TASK REQUIREMENTS – Drop every picture and give the entries back exactly.

----------------

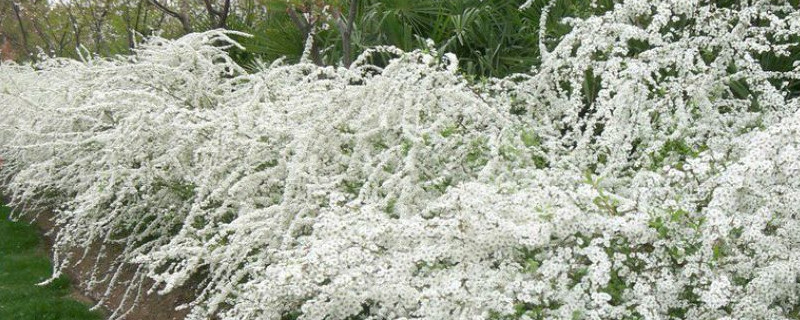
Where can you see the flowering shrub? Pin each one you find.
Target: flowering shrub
(648, 169)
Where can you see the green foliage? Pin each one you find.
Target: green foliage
(23, 264)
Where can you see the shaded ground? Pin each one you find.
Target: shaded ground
(23, 263)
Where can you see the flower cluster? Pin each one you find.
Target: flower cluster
(648, 169)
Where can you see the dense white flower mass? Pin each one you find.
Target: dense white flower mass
(648, 169)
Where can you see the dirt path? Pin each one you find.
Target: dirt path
(148, 306)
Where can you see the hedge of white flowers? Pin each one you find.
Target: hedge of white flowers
(648, 169)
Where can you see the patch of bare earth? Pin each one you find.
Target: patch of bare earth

----------------

RESPONSE TO THIS TASK –
Where can you see the flowering shrub? Pin each one you find.
Target: flowering shrub
(648, 169)
Where can you see the green foliage? Pin each one you find.
Target: green foliage
(23, 264)
Where can you see the shaded ground? Pin each one you find.
Target: shaded ground
(23, 263)
Where can you see the flower cluster? Pin each one you find.
Target: flower cluster
(648, 169)
Where can you see the dense white flower mass? Pin each one you find.
Target: dense white flower mass
(648, 169)
Where can you see the dirt path? Pin each one you find.
Target: dirt path
(148, 306)
Where can you see the hedge of white flowers? Pin each one you find.
Target: hedge of white flowers
(648, 169)
Where can you see the patch of bare earth? Pin each one you find.
Target: patch of bare earth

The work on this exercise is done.